DATA FOR THE TASK:
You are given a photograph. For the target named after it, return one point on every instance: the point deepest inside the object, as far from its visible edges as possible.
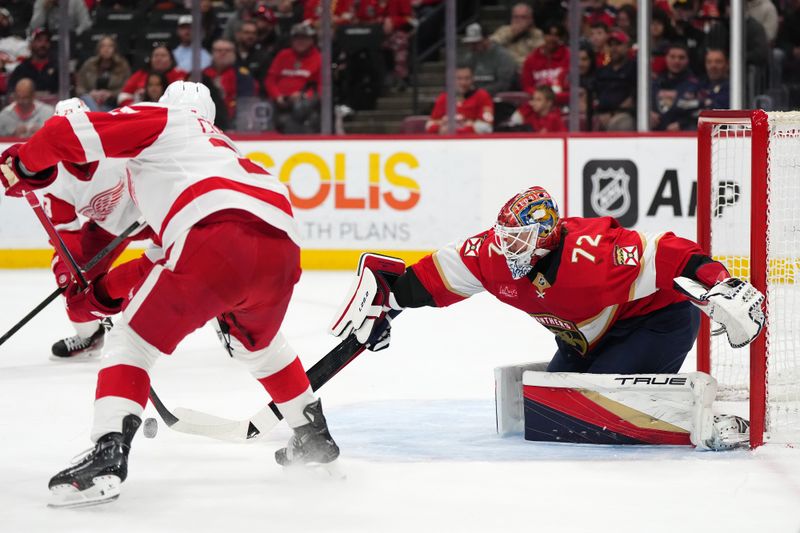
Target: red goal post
(748, 217)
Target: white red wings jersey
(182, 168)
(599, 274)
(98, 193)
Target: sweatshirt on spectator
(138, 80)
(614, 85)
(552, 70)
(233, 83)
(476, 105)
(290, 73)
(43, 73)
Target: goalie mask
(194, 96)
(527, 228)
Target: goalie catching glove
(732, 303)
(370, 306)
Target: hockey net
(749, 219)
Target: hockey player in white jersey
(229, 237)
(89, 206)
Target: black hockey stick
(199, 423)
(60, 290)
(65, 255)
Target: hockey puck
(150, 428)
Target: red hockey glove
(84, 305)
(16, 179)
(61, 271)
(370, 306)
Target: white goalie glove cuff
(734, 304)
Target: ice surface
(416, 427)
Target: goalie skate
(729, 432)
(81, 348)
(95, 478)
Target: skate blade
(80, 357)
(104, 490)
(316, 471)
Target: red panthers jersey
(600, 273)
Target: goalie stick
(199, 423)
(60, 290)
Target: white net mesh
(730, 243)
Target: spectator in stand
(183, 52)
(716, 85)
(160, 61)
(270, 38)
(615, 86)
(549, 65)
(494, 68)
(661, 36)
(627, 21)
(587, 70)
(288, 13)
(292, 83)
(46, 15)
(398, 21)
(765, 13)
(587, 67)
(212, 30)
(757, 51)
(687, 31)
(598, 11)
(245, 10)
(39, 67)
(249, 55)
(26, 115)
(231, 81)
(521, 37)
(474, 108)
(598, 36)
(154, 87)
(101, 77)
(675, 94)
(341, 12)
(539, 115)
(13, 48)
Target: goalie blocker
(674, 409)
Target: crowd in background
(261, 60)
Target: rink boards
(406, 197)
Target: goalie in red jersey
(618, 301)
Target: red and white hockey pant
(230, 264)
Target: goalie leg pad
(615, 409)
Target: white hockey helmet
(70, 106)
(193, 95)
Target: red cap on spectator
(619, 36)
(266, 14)
(40, 31)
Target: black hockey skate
(96, 477)
(77, 347)
(311, 443)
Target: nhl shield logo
(611, 195)
(610, 189)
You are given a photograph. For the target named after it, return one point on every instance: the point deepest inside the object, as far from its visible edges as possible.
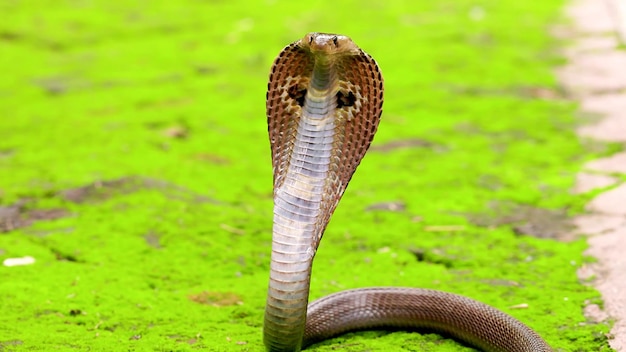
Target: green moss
(168, 99)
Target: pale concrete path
(596, 76)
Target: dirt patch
(596, 76)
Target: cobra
(324, 102)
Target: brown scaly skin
(324, 102)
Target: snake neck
(299, 218)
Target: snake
(323, 105)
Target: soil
(596, 76)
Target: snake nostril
(297, 93)
(345, 99)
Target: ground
(135, 171)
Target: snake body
(324, 102)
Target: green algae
(155, 111)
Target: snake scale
(323, 105)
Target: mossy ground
(160, 108)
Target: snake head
(328, 44)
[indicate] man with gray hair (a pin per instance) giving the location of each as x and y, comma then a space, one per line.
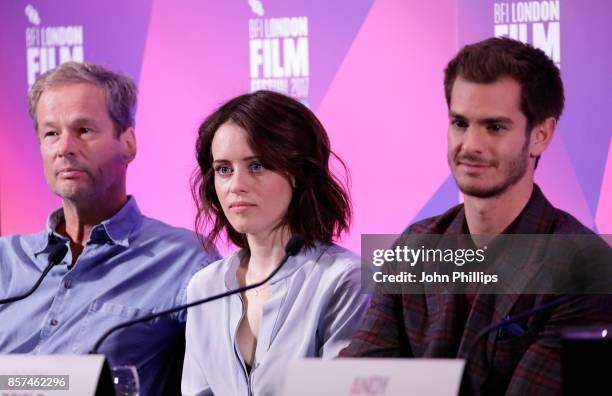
120, 264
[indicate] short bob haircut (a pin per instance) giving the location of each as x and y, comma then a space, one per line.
289, 139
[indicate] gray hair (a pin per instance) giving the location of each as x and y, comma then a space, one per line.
119, 90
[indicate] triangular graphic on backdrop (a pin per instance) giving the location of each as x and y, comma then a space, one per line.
444, 198
603, 218
560, 183
588, 92
330, 40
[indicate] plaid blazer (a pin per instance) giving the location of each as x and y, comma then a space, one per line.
444, 326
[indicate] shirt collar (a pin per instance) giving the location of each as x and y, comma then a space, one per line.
116, 229
292, 264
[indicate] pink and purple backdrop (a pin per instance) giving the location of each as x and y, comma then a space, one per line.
374, 78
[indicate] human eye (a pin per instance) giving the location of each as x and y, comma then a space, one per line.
256, 167
496, 127
223, 170
458, 123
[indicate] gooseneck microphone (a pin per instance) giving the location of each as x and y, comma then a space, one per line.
522, 315
293, 247
55, 257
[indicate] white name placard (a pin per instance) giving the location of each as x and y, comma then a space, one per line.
78, 375
374, 377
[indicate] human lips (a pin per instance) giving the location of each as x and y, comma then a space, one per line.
69, 172
473, 164
240, 206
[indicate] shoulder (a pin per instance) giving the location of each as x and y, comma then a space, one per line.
158, 229
211, 278
336, 262
436, 224
154, 232
565, 223
18, 244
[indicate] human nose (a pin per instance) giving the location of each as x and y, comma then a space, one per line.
66, 145
240, 181
473, 140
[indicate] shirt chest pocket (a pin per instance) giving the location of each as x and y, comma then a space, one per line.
101, 316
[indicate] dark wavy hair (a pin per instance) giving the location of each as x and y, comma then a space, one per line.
289, 139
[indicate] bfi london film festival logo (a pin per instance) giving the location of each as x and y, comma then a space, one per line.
50, 46
278, 53
533, 22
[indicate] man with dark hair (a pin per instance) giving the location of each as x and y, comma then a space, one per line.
120, 264
504, 99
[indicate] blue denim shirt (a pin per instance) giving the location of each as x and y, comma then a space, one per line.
131, 266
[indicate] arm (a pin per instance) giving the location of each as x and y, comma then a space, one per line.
381, 333
539, 369
343, 315
193, 381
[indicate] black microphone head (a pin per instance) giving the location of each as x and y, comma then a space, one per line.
57, 254
294, 245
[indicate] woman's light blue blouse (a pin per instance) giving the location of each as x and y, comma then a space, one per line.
315, 306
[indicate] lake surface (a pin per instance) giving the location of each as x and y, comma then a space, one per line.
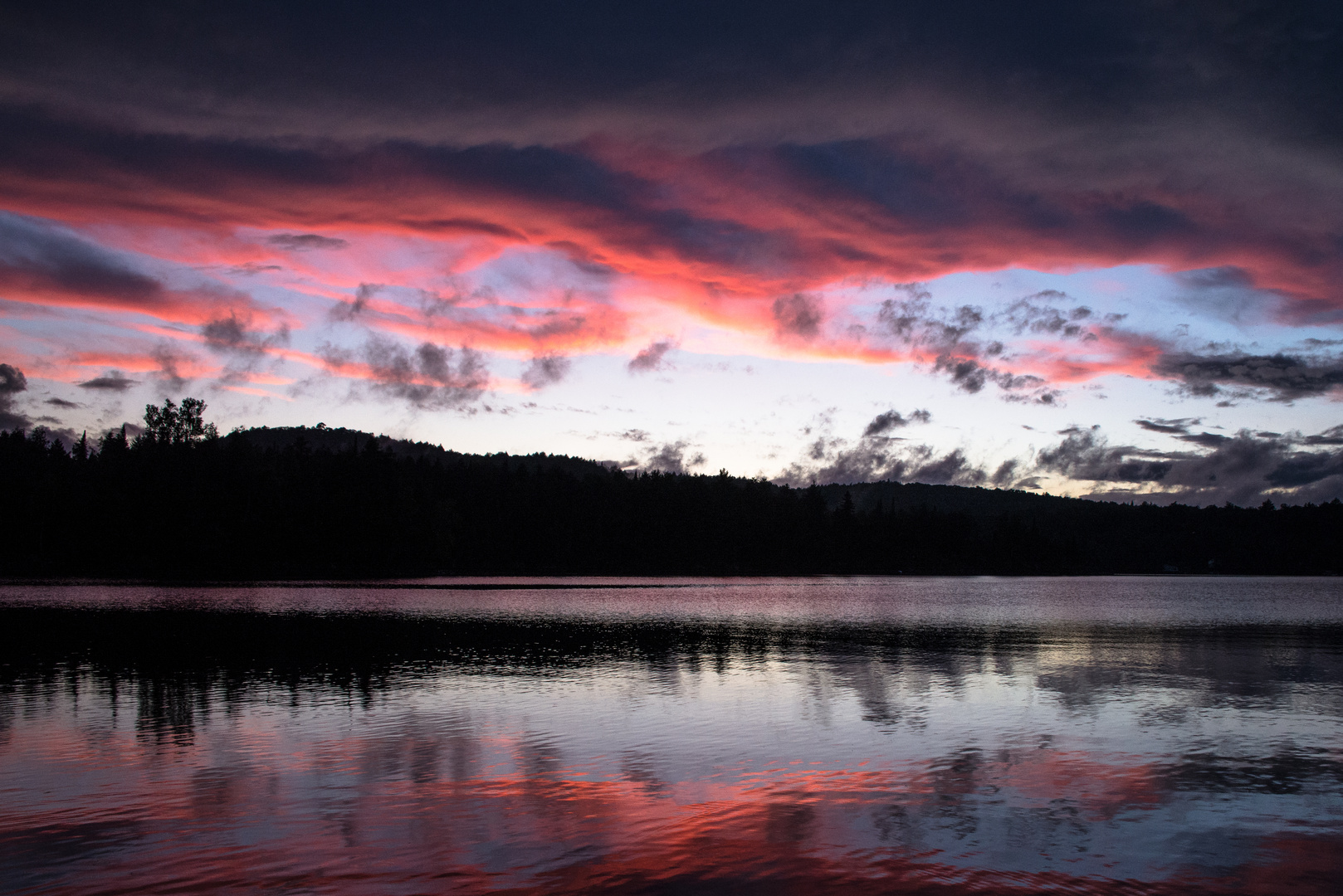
1112, 735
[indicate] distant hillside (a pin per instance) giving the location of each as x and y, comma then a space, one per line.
332, 503
340, 440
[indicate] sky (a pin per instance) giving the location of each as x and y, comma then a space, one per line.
1086, 249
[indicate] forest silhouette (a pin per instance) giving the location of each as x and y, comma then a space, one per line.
180, 501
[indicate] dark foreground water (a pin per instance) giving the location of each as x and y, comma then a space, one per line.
1125, 735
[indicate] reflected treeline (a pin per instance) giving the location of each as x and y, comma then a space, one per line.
182, 660
304, 503
446, 747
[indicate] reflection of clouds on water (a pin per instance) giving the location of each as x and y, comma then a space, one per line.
569, 755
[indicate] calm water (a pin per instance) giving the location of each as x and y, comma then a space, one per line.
1127, 735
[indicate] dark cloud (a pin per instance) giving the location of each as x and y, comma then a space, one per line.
1243, 469
877, 457
430, 377
11, 383
1177, 426
892, 419
1280, 377
1179, 429
256, 66
232, 334
798, 316
545, 370
38, 257
1086, 455
354, 308
171, 362
112, 382
305, 242
949, 334
652, 358
1036, 316
672, 457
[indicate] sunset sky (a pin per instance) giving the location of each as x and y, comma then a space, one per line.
1080, 247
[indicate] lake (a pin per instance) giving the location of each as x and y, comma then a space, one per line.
860, 735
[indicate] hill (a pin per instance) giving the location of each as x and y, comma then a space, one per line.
335, 503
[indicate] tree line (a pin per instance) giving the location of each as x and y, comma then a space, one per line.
180, 501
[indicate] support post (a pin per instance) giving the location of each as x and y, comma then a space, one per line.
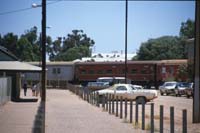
196, 100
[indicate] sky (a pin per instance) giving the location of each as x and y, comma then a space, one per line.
102, 21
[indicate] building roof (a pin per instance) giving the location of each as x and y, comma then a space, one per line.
181, 61
18, 66
8, 53
53, 63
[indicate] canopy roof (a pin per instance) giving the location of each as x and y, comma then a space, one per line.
18, 66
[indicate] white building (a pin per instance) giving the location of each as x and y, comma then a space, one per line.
107, 57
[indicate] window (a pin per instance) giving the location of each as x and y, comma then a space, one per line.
133, 71
100, 71
121, 88
91, 71
171, 70
163, 70
58, 71
54, 70
83, 71
143, 71
109, 71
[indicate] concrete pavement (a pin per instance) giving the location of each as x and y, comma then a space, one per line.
65, 113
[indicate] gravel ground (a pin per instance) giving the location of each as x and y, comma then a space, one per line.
67, 113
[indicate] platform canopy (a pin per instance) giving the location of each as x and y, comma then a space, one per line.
18, 66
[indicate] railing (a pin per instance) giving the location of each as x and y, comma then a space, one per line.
128, 110
5, 89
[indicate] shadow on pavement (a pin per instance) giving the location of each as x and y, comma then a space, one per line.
39, 122
26, 100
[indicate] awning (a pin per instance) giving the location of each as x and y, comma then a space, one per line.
18, 66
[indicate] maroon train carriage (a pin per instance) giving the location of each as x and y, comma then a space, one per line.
140, 72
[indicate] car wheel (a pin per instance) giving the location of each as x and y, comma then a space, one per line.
141, 100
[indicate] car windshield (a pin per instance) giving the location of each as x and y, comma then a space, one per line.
184, 85
170, 84
135, 87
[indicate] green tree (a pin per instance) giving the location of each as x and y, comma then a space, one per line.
75, 46
166, 47
9, 41
187, 29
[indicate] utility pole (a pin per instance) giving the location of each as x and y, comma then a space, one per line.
196, 99
126, 25
43, 62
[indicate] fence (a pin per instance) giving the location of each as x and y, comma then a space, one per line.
132, 112
5, 89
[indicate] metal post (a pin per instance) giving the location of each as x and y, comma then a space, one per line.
143, 116
171, 119
113, 105
161, 118
117, 106
125, 111
121, 106
136, 113
126, 25
152, 117
131, 110
196, 103
44, 61
184, 121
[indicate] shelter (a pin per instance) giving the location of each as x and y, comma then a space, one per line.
10, 66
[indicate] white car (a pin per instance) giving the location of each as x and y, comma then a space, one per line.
168, 88
130, 91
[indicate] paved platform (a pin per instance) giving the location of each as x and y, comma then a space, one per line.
65, 113
18, 117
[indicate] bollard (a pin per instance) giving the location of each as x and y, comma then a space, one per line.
131, 110
113, 105
103, 102
143, 116
109, 101
136, 113
106, 102
171, 119
97, 99
125, 112
184, 121
117, 106
161, 118
152, 117
121, 106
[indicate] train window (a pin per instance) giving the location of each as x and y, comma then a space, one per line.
163, 70
54, 70
109, 71
91, 71
143, 71
171, 70
58, 70
100, 71
133, 71
83, 71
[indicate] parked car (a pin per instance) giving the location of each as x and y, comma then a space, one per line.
93, 86
180, 88
168, 88
189, 90
130, 91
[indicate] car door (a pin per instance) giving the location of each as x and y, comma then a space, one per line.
121, 91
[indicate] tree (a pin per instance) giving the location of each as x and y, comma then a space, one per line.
75, 46
187, 29
9, 41
166, 47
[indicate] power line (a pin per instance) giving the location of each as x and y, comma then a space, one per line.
25, 9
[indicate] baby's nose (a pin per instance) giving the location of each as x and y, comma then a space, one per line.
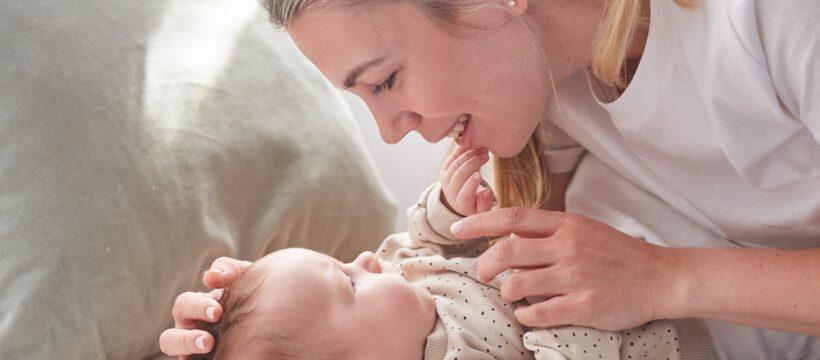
369, 262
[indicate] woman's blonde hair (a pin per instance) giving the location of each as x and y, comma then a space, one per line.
523, 180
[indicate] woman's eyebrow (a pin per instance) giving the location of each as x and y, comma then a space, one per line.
353, 75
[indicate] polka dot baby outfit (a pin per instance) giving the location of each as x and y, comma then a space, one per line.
474, 322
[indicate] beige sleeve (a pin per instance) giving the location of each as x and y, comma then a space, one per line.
563, 153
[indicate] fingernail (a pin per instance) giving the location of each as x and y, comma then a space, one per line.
217, 271
457, 227
200, 342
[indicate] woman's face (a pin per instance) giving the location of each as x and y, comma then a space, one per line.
414, 75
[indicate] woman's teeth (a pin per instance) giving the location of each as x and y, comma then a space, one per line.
459, 128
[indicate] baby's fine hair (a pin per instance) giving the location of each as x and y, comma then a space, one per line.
237, 337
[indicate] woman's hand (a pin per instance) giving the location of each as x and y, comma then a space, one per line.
463, 189
589, 273
192, 308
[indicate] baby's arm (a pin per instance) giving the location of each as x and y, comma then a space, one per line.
429, 233
653, 340
573, 342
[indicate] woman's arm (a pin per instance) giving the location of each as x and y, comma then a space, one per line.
594, 275
775, 289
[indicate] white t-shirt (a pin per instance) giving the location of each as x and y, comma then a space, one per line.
715, 143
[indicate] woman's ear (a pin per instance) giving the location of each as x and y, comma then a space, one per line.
518, 6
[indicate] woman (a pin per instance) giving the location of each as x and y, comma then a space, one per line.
690, 125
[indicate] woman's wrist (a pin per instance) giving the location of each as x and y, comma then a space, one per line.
674, 287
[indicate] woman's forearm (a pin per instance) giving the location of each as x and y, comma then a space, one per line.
775, 289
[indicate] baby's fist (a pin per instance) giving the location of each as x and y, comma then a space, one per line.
462, 187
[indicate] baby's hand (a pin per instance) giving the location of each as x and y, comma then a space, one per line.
463, 189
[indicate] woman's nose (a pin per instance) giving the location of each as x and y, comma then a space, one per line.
368, 261
392, 130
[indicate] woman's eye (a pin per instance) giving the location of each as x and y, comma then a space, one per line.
386, 85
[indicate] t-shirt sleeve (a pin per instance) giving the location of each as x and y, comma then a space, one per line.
790, 35
563, 153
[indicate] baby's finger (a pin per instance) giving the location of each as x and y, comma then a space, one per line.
484, 199
467, 169
181, 342
191, 307
447, 176
466, 198
224, 271
453, 156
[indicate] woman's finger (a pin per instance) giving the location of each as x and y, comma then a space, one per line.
545, 282
500, 222
190, 308
484, 199
466, 198
467, 168
224, 271
515, 252
558, 311
181, 342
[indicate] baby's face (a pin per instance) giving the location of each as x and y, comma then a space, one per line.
367, 304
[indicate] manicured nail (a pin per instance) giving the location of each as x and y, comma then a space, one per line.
456, 228
200, 342
217, 271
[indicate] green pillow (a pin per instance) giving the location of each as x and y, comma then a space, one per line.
140, 140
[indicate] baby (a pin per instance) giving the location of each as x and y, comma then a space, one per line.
415, 298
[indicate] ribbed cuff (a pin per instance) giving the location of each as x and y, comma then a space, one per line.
695, 342
436, 347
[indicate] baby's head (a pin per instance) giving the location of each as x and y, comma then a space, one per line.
297, 303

REQUIREMENTS:
Starting at the line that contains "[indicate] woman's eye (a", retype each line through the end of the listing above and nothing else.

RESPONSE FOR THIS EXERCISE:
[indicate] woman's eye (a pin per instance) giving the location of each as x and y, comma then a space, one per line.
386, 85
[indicate] t-shirt sleeve (a pin per instance) giving the location of each as x and y, comma then a space, one per line.
790, 35
563, 153
[indicate] baby's finger (a pin per instance) giving the location of each as x and y, comma then a space, one per line.
484, 199
467, 169
181, 342
191, 307
447, 176
466, 198
224, 271
453, 156
[indicate] woman's finger (a pin per instance) giving the location of each as x and y, comma then a space, one per line.
545, 282
500, 222
190, 308
484, 199
466, 198
467, 168
224, 271
515, 252
558, 311
181, 342
[indicate] baby's face (a pin per instance) giving the location of each as x and y, comma then a space, one per line.
367, 304
[indicate] manicured nail (a pin per instance) giving the location of each as x and y, comma then a space, one per line.
456, 228
200, 342
217, 271
[indicate] green pillow (a pin per instance) giving the location of each as x and y, comma then a space, one per line.
140, 140
[indicate] baby (a pin per instance) giving the location of each as x and y, comma then a space, one per line.
415, 298
[indicate] ribbed cuff (a pin per instance) giving the location of each as x and y, comma then a space, one per line.
695, 342
436, 347
[indicate] baby's head (a pin per instance) giving the location of each as x and y, comma then a space, one per line.
297, 303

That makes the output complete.